_Objective_: Quote the whole listing exactly. Leave the pictures out of your copy.

[Coordinate labeling data]
((

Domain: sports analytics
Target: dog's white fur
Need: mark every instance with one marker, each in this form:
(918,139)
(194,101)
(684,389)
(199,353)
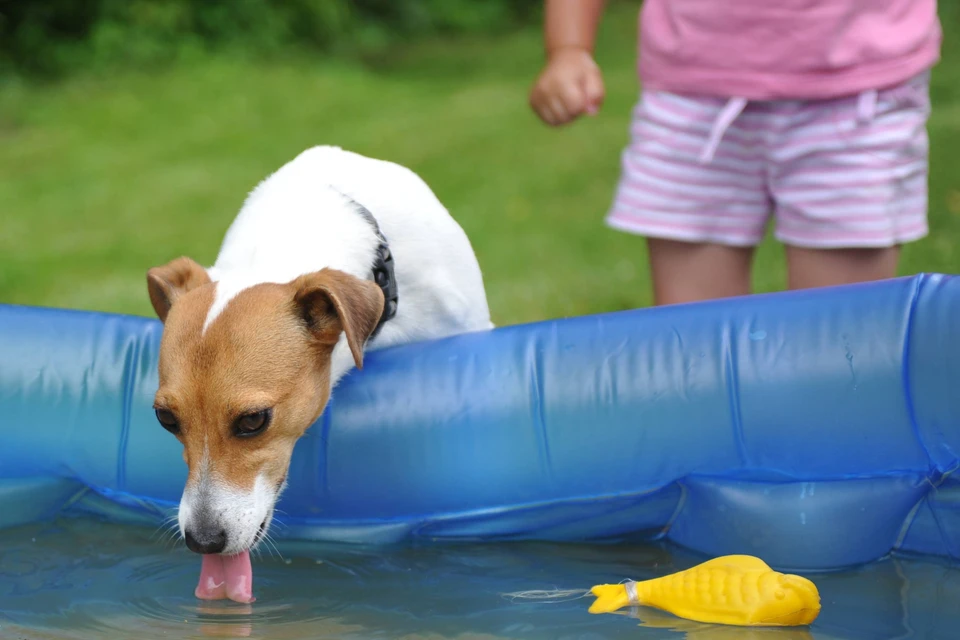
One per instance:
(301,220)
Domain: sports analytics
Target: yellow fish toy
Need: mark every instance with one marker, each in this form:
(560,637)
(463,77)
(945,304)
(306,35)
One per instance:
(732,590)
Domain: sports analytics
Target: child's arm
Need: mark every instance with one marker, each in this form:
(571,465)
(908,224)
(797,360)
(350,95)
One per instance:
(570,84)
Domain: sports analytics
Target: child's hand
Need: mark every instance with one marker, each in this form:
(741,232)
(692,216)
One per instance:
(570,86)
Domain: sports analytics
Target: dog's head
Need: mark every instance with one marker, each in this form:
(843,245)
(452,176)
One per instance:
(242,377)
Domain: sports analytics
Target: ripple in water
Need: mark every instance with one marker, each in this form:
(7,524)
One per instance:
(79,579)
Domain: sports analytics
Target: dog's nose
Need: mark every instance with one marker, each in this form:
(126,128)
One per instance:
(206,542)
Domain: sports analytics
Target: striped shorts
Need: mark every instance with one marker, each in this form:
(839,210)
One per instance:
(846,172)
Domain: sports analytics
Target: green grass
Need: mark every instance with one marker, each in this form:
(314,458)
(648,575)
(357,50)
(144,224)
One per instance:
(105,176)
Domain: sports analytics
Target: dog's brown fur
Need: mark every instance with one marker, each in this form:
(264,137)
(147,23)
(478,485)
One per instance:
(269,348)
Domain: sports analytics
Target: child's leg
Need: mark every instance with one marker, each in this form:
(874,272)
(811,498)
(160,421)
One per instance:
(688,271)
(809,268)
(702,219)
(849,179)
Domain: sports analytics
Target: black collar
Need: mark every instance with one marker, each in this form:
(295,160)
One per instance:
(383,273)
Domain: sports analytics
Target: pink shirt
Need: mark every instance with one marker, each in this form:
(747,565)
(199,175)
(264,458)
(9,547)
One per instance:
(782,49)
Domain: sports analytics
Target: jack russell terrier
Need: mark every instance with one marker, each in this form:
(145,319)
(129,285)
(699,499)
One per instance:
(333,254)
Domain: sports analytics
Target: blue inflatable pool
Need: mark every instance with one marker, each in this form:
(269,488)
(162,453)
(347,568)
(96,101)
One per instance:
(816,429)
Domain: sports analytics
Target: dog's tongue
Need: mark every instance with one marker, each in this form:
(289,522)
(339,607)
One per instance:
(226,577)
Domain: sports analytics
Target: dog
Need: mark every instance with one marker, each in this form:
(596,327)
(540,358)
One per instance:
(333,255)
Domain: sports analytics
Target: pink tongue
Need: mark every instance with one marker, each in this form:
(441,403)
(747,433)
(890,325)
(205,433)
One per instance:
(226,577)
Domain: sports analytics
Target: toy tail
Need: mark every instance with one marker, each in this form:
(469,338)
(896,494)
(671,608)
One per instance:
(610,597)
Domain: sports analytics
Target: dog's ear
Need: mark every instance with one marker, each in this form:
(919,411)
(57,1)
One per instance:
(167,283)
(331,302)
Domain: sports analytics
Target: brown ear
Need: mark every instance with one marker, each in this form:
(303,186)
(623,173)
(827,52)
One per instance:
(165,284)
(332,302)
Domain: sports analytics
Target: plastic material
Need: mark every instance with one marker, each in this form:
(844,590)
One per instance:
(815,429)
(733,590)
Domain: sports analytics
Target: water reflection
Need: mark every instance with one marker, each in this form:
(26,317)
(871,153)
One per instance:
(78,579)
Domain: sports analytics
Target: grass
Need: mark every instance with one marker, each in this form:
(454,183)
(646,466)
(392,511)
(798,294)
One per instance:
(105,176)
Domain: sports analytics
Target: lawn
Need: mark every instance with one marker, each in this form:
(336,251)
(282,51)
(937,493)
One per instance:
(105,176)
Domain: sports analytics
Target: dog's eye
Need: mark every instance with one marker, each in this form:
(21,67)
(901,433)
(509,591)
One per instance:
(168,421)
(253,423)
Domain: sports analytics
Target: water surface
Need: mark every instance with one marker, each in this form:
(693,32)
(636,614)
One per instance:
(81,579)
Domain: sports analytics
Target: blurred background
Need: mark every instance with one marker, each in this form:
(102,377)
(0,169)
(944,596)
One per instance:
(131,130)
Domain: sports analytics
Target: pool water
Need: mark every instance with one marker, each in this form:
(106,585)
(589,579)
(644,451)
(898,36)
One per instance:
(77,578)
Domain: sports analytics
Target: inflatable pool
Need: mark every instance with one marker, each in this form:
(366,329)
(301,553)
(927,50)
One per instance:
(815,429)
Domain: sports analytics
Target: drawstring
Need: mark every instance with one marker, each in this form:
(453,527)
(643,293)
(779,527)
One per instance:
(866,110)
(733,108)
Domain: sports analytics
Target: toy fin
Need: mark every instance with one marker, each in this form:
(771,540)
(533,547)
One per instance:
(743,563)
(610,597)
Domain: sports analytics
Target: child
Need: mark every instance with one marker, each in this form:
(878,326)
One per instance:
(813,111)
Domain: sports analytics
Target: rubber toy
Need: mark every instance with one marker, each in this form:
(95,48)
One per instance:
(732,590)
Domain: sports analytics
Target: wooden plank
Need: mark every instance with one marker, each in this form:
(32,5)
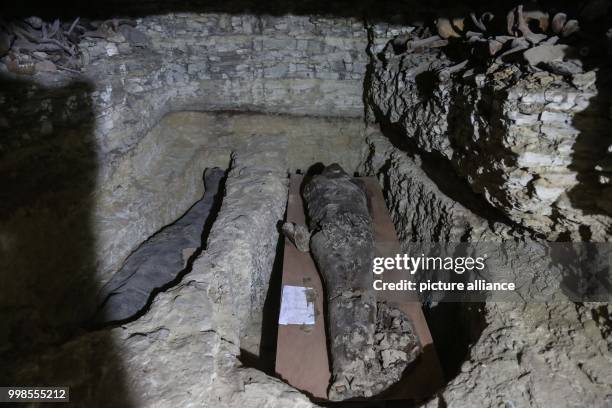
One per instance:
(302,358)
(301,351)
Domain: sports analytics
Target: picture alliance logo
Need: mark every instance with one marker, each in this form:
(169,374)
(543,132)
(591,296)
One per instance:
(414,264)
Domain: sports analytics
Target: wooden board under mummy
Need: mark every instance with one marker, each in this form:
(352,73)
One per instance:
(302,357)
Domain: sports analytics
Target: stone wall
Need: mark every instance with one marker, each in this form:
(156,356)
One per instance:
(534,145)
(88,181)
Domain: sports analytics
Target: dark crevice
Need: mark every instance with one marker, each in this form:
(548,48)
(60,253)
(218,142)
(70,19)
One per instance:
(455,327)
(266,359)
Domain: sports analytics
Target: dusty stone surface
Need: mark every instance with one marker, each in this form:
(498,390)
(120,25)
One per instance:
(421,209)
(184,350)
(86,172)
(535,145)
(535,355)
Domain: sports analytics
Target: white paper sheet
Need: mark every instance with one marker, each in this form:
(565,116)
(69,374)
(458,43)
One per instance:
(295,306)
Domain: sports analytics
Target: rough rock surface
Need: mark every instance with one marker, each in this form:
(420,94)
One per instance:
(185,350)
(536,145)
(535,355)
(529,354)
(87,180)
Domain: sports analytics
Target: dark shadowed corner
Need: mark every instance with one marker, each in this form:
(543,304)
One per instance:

))

_Reply_:
Domain: sports analytics
Target: dog's white fur
Need: mark every instance with one marker, each in this form:
(918,139)
(194,101)
(684,389)
(199,353)
One per instance:
(301,220)
Domain: sports analytics
Target: yellow fish toy
Need: mark every instance with one marker, each in this form:
(560,637)
(463,77)
(945,304)
(306,35)
One per instance:
(732,590)
Domain: sports analytics
Target: child's arm
Need: mark every instance with one marker, each in this form:
(571,465)
(908,224)
(797,360)
(350,95)
One per instance:
(570,84)
Domain: sports analytics
Target: child's hand
Need: mark every instance with one marker, each in this form:
(741,232)
(692,216)
One per instance:
(570,86)
Domain: sports analytics
Target: dog's head
Need: mark every instance with one marker, each in this form:
(843,245)
(452,176)
One per instance:
(242,377)
Domain: sports analytics
Target: ripple in water
Need: mark every instance with one marker, each in this form:
(7,524)
One per instance:
(79,579)
Domain: sports analytics
Target: dog's nose
Need: mark every instance with one marker, each in this form:
(126,128)
One per instance:
(206,542)
Domain: sports analytics
Target: striped shorts
Need: mark every instance with one marker, each in this form:
(839,210)
One per instance:
(846,172)
Domain: sports analytics
Target: green grass
Need: mark every instance with one marker, each in this form:
(314,458)
(648,575)
(357,50)
(144,224)
One per instance:
(105,176)
Domain: sports analytics
Target: dog's brown fur
Need: mark every instance with one marker, each in this form:
(264,137)
(147,23)
(478,485)
One per instance:
(269,348)
Domain: sports analytics
Target: child's leg
Need: mark every instance with one marker, each in this form:
(874,272)
(811,498)
(160,421)
One per instance:
(688,271)
(809,268)
(702,219)
(849,179)
Domain: sports analytics
Target: black collar
Need: mark every instance with one marker, each in this form:
(295,160)
One per instance:
(383,273)
Domain: sports analytics
Target: pink shirt
Need: mark every instance with one marker, each in this form:
(747,565)
(199,175)
(264,458)
(9,547)
One per instance:
(782,49)
Domain: sports analytics
Target: jack russell terrier
Need: mark every instance with one marker, each in this form:
(145,319)
(129,285)
(699,499)
One per instance:
(333,254)
Domain: sports analytics
Target: blue inflatable pool
Need: mark every instance with one marker, each in this form:
(269,488)
(162,453)
(347,568)
(96,101)
One per instance:
(816,429)
Domain: sports analytics
Target: dog's tongue
Need: mark every instance with one marker, each in this form:
(289,522)
(339,607)
One per instance:
(226,577)
Domain: sports analytics
Target: dog
Need: mark every instance with one marker, each in this form:
(596,327)
(540,358)
One per instance:
(333,255)
Domain: sports analytics
Target: pink tongue
Need: mark every instance with one marker, each in this form:
(441,403)
(747,433)
(890,325)
(205,433)
One per instance:
(226,577)
Domain: sports analytics
Target: toy tail
Need: mark every instance with one marker, each in this form:
(469,338)
(896,494)
(671,608)
One per instance:
(610,597)
Domain: sports analytics
Target: dog's ear
Need: mark every instance with one marker, each in this form:
(919,411)
(57,1)
One per instance:
(167,283)
(331,302)
Domain: sports analytics
Target: brown ear
Need: mark every instance with one marker, each in this form:
(303,186)
(623,173)
(827,52)
One per instance:
(165,284)
(332,302)
Domain: sports analytics
Target: plastic material
Need: mark every instance with one marker, each in this form:
(844,590)
One per instance:
(815,429)
(733,590)
Domain: sports analytics
Target: water reflection
Need: mark every instance with one marker, each in this form:
(26,317)
(871,153)
One per instance:
(78,579)
Domain: sports analytics
Target: grass
Need: mark every instance with one marker, each in this form:
(454,183)
(646,466)
(392,511)
(798,294)
One per instance:
(105,176)
Domain: sports analytics
Target: lawn
Need: mark every instance with one marker, each in this form:
(336,251)
(282,51)
(937,493)
One per instance:
(105,176)
Domain: sports analytics
Target: dog's eye
Need: mark every instance with one marker, each in this form:
(21,67)
(901,433)
(509,591)
One per instance:
(168,421)
(253,423)
Domain: sports analytics
Target: water surface
Need: mark every instance with one marker, each in this form:
(693,32)
(636,614)
One per instance:
(81,579)
Domain: sports analytics
Target: blurred background
Need: mark every instance with one marker, each in this form:
(102,377)
(0,169)
(944,596)
One per instance:
(131,130)
Domain: sports analytics
Target: pool water
Need: mark every instance with one marker, each in this form:
(106,585)
(589,579)
(644,451)
(898,36)
One per instance:
(77,578)
Domain: sports analytics
Target: inflatable pool
Need: mark every instance with one marker, each in this form:
(366,329)
(301,553)
(927,50)
One per instance:
(815,429)
Domain: sports analytics
Target: drawstring
Need: mark every instance with one marker, each in this form:
(453,527)
(643,293)
(779,527)
One per instance:
(866,110)
(733,108)
Domain: sports analytics
Target: toy fin
Need: mark every instance with one marker, each in this form:
(771,540)
(533,547)
One per instance:
(743,563)
(610,597)
Domain: sports analytics
Target: child
Need: mark every instance with one marker, each in this form:
(878,326)
One per instance:
(813,111)
Domain: sports analytics
Target: rubber toy
Need: mark every instance with one marker, each in this form:
(95,48)
One per instance:
(732,590)
Domain: sports analytics
Target: wooden plank
Need: mark every instance with one marker, each in this form:
(32,5)
One per instance:
(302,358)
(301,351)
Domain: sports analytics
Target: picture alliance logo
Need: mark every instance with one marker, each in this form:
(169,374)
(543,132)
(591,296)
One per instance:
(414,264)
Domain: sports analytics
Target: wooden board under mummy
Need: mark every instance with one marker, each in this form:
(352,73)
One per instance:
(302,357)
Domain: sports analytics
Target: stone wall
Need: mark every instance with one marker, each in this form:
(156,356)
One per instance:
(534,145)
(88,181)
Domain: sports analytics
Target: dark crevice
Need: mark every instance with one marker, each in this form:
(548,48)
(60,253)
(218,142)
(70,19)
One per instance:
(455,327)
(266,359)
Domain: sports analytics
Target: dusty stone surface
Need: mark every instance with one marker, each in this form:
(498,390)
(120,25)
One per instance:
(421,209)
(184,350)
(86,172)
(535,145)
(535,355)
Domain: sports analytics
Target: white paper sheet
Need: mark every instance with one marker, each in this form:
(565,116)
(69,374)
(458,43)
One per instance:
(295,306)
Domain: sports analytics
Target: rough rock surface
Need: mark every instance with one marker, each in this form:
(420,94)
One per instance:
(185,350)
(536,145)
(535,355)
(529,354)
(87,180)
Domain: sports analytics
Target: dark shadowed corner
Need: mark every instance with one marker, each in this form:
(543,304)
One per instance:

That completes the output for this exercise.